Stored data entries:
........

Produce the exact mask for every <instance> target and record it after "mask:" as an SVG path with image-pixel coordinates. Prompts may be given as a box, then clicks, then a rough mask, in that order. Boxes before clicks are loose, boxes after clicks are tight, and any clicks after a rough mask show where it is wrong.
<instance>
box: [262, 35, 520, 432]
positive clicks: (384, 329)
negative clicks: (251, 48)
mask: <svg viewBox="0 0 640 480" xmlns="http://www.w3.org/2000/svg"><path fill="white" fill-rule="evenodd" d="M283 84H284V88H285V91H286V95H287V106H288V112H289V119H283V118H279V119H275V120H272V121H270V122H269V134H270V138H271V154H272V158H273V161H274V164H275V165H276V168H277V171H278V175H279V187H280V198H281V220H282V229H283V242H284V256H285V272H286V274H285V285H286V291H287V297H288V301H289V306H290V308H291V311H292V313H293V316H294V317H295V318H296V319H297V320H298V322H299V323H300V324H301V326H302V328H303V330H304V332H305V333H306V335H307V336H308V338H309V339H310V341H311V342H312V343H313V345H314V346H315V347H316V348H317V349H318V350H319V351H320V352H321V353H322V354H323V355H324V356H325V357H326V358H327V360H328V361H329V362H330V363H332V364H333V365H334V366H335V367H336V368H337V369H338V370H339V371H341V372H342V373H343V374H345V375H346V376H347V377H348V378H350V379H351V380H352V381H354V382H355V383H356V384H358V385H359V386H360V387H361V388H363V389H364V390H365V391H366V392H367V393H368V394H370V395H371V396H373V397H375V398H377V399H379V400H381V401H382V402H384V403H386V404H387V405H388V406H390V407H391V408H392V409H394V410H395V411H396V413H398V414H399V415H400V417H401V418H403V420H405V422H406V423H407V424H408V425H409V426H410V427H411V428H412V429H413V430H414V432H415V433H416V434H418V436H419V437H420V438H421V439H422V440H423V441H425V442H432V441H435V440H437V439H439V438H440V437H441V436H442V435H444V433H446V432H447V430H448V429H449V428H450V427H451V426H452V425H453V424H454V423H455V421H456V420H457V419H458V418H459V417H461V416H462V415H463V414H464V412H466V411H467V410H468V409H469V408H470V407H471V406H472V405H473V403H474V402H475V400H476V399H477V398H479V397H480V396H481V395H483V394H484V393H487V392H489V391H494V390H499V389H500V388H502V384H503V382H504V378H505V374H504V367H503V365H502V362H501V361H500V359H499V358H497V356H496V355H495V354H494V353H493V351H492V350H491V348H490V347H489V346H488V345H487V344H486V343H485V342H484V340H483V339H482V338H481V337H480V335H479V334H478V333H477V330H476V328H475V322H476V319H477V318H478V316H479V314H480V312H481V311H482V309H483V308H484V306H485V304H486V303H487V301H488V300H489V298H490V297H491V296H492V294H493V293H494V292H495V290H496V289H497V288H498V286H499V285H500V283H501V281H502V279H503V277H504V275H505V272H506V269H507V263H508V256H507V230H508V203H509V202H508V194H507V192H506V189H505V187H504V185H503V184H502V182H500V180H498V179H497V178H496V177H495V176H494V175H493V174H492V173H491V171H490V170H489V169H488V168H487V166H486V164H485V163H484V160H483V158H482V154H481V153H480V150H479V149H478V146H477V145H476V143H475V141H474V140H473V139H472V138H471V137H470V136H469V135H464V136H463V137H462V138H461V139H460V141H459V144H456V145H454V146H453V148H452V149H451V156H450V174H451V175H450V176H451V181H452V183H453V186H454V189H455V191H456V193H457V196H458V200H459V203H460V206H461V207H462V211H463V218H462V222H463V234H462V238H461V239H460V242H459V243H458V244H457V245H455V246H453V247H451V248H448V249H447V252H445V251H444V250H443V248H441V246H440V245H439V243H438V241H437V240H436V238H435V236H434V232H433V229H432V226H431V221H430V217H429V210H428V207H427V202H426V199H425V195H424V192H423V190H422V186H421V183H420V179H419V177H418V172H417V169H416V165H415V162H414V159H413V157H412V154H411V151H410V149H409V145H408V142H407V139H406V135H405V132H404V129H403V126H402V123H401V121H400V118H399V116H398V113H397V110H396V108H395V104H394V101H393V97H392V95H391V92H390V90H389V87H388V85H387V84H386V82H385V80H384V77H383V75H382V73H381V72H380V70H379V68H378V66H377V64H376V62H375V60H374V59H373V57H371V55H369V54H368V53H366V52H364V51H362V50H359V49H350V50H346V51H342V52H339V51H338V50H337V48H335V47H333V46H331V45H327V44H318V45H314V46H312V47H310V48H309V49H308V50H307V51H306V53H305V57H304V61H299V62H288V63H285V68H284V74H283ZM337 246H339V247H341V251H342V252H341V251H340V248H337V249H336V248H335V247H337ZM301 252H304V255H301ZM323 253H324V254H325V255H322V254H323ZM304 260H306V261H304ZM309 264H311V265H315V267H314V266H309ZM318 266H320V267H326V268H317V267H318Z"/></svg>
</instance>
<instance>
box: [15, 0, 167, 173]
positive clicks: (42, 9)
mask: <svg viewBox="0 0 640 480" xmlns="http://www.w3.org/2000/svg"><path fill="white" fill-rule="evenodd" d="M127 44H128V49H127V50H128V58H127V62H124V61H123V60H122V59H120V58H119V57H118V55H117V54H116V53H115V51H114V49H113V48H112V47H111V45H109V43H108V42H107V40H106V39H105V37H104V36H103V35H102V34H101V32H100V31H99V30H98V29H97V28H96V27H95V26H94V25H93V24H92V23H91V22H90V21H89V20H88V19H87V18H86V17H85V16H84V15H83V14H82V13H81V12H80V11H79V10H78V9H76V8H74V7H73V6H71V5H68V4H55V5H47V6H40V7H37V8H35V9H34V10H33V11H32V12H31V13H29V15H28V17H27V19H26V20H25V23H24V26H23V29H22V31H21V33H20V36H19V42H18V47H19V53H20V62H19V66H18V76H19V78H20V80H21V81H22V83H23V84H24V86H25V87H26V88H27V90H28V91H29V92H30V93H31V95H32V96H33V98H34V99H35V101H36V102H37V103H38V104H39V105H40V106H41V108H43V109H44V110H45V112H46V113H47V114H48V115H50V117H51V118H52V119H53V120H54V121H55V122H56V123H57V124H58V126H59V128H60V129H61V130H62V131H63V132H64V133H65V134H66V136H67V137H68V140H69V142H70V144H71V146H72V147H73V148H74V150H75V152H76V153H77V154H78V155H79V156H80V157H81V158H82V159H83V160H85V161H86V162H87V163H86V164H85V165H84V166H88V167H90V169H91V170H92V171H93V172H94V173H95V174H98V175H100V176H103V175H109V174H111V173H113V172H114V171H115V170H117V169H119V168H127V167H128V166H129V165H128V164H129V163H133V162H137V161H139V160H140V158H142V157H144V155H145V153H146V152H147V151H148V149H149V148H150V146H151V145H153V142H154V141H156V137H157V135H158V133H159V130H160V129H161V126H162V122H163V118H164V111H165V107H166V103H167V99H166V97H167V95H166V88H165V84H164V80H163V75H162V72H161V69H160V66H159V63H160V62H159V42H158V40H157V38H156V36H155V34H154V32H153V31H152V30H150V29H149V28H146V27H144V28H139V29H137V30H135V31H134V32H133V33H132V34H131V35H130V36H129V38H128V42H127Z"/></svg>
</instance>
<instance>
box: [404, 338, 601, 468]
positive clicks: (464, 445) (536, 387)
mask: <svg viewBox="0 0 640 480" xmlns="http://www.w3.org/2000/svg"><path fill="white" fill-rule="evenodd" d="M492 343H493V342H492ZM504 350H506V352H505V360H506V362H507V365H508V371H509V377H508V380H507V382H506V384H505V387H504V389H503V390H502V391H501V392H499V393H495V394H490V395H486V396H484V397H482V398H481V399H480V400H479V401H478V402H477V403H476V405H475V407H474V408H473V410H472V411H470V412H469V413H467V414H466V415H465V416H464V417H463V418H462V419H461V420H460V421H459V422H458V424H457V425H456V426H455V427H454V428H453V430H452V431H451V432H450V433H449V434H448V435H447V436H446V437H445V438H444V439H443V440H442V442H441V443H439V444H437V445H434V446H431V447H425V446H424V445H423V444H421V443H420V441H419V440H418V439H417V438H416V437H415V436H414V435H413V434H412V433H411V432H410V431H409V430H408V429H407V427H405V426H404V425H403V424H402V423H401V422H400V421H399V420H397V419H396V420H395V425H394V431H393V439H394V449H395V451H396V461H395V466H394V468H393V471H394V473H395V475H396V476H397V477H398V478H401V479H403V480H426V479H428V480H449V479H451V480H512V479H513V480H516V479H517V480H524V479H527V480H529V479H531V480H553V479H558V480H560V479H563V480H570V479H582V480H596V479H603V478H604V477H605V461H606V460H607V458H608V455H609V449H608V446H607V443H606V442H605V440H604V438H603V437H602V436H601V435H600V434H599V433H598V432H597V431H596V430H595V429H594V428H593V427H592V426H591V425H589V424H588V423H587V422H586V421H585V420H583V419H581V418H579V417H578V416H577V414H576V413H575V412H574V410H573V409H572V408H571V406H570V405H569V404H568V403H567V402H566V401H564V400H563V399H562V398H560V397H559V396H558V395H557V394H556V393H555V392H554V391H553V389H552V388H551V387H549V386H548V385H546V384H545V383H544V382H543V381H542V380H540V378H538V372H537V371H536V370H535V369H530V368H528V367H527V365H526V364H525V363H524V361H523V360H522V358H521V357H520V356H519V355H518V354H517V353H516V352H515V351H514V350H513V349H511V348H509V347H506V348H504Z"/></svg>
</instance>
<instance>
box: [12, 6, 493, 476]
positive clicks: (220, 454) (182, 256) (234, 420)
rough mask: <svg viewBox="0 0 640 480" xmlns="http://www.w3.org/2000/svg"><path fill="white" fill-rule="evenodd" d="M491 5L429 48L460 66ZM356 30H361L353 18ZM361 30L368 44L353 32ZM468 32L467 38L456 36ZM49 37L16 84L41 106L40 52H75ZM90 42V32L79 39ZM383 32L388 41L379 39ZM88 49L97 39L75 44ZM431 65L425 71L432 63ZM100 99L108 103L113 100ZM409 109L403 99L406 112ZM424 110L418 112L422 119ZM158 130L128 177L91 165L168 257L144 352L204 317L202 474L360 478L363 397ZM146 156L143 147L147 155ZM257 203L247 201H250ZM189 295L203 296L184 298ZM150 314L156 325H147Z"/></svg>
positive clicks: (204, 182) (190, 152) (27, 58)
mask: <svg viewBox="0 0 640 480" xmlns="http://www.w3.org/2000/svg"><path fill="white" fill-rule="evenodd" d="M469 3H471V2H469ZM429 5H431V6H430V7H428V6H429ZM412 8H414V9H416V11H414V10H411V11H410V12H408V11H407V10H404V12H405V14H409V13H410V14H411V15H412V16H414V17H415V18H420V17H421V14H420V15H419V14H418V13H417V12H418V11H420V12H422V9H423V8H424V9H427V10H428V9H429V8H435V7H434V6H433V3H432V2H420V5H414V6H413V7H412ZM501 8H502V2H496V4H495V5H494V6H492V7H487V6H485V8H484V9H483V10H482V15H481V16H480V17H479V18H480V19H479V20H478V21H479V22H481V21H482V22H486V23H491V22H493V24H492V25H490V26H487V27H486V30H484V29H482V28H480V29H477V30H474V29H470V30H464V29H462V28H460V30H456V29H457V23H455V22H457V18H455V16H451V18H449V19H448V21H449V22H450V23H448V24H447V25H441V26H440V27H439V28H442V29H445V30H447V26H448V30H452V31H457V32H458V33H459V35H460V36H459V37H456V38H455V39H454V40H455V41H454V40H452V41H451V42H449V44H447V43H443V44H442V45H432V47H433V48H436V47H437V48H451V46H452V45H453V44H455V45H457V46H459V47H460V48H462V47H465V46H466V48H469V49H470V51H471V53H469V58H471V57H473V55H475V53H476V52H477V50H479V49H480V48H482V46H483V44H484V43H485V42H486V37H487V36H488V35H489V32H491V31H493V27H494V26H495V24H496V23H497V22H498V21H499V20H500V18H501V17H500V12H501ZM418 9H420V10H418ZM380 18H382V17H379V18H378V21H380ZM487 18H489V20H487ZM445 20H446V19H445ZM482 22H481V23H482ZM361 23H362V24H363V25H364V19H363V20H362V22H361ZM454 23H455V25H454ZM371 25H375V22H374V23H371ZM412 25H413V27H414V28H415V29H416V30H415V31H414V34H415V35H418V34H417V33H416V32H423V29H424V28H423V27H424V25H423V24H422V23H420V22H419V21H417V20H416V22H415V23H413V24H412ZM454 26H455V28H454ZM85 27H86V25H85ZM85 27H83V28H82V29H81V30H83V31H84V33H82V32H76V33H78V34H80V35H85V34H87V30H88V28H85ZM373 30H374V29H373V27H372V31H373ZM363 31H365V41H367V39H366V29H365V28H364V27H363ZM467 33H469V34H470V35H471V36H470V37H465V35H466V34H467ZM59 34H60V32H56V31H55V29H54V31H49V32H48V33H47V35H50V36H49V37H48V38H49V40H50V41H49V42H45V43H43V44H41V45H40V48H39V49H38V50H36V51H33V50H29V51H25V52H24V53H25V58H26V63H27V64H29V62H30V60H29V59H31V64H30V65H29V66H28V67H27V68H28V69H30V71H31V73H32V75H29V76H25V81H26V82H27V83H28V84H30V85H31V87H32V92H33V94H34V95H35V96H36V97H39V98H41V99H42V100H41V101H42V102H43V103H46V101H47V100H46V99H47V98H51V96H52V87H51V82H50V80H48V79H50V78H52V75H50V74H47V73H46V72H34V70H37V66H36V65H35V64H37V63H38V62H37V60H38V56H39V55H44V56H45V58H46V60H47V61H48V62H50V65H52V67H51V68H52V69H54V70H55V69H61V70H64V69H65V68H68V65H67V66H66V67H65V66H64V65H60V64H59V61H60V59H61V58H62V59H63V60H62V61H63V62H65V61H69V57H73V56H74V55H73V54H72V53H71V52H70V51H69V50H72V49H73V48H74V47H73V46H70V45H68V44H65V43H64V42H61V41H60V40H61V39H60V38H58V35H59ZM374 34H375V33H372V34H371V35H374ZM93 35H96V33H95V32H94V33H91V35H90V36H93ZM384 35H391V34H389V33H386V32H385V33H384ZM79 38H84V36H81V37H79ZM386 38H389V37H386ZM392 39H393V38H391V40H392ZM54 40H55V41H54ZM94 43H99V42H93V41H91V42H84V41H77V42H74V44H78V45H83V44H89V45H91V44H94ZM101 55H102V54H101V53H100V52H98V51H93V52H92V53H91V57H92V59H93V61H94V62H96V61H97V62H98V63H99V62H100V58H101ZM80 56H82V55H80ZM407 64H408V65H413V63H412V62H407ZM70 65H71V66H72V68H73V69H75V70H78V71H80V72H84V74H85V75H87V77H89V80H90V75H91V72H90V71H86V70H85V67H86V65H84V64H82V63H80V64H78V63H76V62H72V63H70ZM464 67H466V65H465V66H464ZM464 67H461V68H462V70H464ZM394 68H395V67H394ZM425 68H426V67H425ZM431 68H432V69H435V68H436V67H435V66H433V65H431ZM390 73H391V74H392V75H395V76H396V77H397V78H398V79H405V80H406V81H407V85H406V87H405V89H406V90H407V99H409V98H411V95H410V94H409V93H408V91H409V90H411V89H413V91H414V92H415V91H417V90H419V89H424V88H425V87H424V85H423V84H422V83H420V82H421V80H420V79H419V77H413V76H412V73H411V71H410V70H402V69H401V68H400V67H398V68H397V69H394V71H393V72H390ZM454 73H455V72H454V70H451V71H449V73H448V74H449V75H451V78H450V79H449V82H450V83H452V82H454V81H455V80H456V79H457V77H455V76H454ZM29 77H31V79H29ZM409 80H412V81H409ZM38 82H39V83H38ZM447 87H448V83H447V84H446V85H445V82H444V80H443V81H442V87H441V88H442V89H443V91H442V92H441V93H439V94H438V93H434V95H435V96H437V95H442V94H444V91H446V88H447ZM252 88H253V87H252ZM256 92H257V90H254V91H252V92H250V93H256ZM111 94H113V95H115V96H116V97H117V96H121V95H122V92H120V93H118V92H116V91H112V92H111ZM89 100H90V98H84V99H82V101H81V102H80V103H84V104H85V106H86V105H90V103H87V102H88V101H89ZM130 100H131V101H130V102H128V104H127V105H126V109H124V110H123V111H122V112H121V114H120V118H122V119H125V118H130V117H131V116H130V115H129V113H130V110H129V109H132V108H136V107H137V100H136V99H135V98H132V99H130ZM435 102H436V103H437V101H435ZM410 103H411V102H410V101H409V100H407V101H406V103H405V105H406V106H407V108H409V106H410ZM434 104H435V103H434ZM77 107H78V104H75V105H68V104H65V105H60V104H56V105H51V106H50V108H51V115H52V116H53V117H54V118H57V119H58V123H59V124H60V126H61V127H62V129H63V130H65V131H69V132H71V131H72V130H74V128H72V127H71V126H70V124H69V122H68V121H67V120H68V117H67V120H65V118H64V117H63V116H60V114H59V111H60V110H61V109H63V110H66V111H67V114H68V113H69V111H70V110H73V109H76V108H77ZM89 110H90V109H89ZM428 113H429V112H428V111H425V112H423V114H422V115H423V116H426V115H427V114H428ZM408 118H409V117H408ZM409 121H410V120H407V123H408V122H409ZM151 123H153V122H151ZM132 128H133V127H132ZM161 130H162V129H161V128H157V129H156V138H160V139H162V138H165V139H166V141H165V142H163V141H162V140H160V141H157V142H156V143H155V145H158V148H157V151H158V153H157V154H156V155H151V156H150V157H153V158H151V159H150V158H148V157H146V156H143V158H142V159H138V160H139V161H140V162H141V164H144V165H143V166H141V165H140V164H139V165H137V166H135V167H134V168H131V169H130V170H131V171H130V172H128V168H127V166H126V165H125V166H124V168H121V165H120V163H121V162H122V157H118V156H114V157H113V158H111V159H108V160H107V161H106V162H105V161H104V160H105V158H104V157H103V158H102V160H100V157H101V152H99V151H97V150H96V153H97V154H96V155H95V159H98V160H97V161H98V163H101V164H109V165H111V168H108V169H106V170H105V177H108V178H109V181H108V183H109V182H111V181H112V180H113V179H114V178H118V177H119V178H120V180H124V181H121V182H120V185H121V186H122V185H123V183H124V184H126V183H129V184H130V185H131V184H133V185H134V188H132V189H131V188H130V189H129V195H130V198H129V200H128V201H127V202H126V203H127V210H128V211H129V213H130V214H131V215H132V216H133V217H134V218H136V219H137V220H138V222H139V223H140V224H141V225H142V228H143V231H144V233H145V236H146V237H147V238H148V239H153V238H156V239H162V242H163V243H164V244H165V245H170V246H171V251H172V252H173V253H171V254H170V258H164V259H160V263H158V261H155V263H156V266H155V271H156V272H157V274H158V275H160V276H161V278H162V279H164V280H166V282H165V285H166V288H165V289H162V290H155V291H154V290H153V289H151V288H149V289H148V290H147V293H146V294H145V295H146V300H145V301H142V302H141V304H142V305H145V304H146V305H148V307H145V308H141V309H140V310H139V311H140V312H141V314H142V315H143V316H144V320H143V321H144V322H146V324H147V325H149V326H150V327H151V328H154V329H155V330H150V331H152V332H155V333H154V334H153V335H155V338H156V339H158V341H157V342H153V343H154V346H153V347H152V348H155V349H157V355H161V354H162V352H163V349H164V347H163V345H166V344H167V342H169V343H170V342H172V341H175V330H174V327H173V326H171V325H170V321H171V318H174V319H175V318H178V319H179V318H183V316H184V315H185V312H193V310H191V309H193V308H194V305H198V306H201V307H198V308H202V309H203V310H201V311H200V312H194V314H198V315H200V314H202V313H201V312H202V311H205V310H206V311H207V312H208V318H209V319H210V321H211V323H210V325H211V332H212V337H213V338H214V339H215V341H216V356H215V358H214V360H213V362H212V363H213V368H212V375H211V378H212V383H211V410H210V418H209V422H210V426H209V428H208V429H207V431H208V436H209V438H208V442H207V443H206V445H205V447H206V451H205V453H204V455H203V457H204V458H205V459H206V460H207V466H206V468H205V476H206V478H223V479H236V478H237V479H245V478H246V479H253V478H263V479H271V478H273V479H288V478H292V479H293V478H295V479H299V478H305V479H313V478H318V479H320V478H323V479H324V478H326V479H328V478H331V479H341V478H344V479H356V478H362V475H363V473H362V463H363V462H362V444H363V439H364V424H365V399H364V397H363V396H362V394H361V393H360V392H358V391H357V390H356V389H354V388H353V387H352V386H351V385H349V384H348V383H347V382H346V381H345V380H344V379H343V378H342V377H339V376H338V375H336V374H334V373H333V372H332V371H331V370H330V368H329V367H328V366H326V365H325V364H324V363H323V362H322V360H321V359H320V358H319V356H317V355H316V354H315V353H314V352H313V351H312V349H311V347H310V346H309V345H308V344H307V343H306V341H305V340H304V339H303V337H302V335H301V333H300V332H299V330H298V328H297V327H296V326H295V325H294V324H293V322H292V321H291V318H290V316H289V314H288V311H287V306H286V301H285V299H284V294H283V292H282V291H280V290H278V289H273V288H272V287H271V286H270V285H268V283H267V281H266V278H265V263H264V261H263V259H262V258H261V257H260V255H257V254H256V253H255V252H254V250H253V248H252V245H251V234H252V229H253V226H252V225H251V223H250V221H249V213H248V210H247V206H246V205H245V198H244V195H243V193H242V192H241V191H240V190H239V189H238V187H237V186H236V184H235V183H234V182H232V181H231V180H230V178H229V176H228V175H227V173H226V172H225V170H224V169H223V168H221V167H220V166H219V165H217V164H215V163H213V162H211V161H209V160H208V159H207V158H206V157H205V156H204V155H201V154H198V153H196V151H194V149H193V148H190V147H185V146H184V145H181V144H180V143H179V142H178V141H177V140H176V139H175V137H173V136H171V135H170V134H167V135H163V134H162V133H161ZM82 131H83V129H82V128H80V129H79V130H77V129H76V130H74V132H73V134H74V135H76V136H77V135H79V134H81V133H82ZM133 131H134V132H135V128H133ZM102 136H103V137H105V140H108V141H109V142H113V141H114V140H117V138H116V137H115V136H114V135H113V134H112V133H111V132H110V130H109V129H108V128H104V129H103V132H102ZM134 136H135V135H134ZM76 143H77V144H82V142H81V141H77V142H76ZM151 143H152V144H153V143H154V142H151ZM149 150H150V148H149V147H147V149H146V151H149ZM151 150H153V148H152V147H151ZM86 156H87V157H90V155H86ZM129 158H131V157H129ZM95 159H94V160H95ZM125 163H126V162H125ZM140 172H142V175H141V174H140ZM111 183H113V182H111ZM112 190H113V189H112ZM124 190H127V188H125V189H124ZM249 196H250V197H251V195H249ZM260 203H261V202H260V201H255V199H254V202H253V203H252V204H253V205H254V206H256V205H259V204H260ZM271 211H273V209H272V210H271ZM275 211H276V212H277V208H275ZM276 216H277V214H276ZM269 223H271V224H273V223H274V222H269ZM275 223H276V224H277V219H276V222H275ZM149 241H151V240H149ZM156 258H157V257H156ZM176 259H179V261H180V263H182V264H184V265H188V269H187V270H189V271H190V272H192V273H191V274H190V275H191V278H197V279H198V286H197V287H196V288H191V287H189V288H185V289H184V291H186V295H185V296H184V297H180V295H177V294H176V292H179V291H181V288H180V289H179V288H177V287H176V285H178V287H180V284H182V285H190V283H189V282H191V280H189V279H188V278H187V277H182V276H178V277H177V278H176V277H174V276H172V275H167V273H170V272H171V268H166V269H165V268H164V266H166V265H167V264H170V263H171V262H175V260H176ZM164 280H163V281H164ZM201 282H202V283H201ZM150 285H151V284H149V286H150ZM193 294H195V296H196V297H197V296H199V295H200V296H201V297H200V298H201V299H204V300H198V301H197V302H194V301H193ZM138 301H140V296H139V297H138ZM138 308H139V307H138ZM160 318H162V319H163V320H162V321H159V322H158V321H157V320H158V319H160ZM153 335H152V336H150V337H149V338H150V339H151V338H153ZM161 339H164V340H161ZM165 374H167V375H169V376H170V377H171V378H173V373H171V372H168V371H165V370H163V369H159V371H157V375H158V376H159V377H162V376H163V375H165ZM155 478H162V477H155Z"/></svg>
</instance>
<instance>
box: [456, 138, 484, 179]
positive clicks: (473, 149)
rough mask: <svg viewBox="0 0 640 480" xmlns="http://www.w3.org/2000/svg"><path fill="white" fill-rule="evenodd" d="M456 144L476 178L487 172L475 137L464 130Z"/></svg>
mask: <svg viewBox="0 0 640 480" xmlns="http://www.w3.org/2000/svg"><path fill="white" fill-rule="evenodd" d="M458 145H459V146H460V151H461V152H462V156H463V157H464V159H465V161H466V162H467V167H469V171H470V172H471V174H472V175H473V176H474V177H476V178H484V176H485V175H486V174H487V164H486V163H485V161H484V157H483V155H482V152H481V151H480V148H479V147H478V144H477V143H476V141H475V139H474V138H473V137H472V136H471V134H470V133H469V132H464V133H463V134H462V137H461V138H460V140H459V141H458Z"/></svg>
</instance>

........

*PROMPT*.
The answer is the records above restated word for word from their opening line through the line that holds "positive clicks: (384, 329)", both included, and nothing else.

*TASK ANSWER*.
Produce the exact mask for every <instance> target and record it after "mask:" as an SVG path with image-pixel coordinates. Prompts may be given as a box, then clicks, then a rough mask, in that order. Boxes before clicks are loose, boxes after clicks are tight, and any clicks after a rough mask show where it is wrong.
<instance>
box: [262, 35, 520, 432]
positive clicks: (384, 329)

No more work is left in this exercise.